TASK STATEMENT:
Please list every line in the records below that contains the string "door", copying each line in full. Case counts when matching.

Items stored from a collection
━━━

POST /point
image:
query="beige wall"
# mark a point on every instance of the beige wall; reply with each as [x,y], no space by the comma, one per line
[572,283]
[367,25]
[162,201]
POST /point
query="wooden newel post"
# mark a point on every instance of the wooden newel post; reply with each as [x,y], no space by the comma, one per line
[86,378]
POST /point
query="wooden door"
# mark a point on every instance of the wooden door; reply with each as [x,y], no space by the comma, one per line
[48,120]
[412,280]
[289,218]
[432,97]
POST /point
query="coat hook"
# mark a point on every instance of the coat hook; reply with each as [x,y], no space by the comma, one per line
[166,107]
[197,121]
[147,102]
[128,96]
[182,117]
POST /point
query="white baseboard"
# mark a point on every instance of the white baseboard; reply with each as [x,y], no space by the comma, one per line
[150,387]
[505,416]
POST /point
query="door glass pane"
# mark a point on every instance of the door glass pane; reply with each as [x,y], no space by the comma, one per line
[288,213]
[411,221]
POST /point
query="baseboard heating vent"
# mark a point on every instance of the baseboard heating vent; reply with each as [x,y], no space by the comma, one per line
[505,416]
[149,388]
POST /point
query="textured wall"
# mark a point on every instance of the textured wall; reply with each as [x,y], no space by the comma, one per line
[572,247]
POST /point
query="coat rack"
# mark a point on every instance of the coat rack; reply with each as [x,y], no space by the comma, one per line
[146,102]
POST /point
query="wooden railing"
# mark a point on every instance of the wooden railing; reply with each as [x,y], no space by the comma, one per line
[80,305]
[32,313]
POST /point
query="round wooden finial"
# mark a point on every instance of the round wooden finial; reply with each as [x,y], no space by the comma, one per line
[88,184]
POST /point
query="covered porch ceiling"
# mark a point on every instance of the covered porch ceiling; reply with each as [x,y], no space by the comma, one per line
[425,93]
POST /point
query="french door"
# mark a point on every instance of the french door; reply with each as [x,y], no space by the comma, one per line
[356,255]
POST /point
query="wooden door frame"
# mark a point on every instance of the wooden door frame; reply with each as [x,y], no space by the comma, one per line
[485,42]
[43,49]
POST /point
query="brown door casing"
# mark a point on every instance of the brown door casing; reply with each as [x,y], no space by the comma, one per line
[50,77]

━━━

WORKED ANSWER:
query="wooden door"
# mark a point on every instance of the wooden door; reply with each as [x,y], no space by the comma, one per line
query="door glass pane"
# mark a point on every instance of the door glass pane; reply with each as [x,y], no space by the comma, one per line
query="french door"
# mark a point on every instance of the french door; reply with each as [x,y], no space by the comma, one per line
query="wooden door frame"
# mark a point on every instance of the wooden door frame; reply with each as [x,y], no space by the comma, one per line
query="brown door casing"
# mark a point on every instance of the brown door casing; reply with each as [x,y], no space by the comma, one per line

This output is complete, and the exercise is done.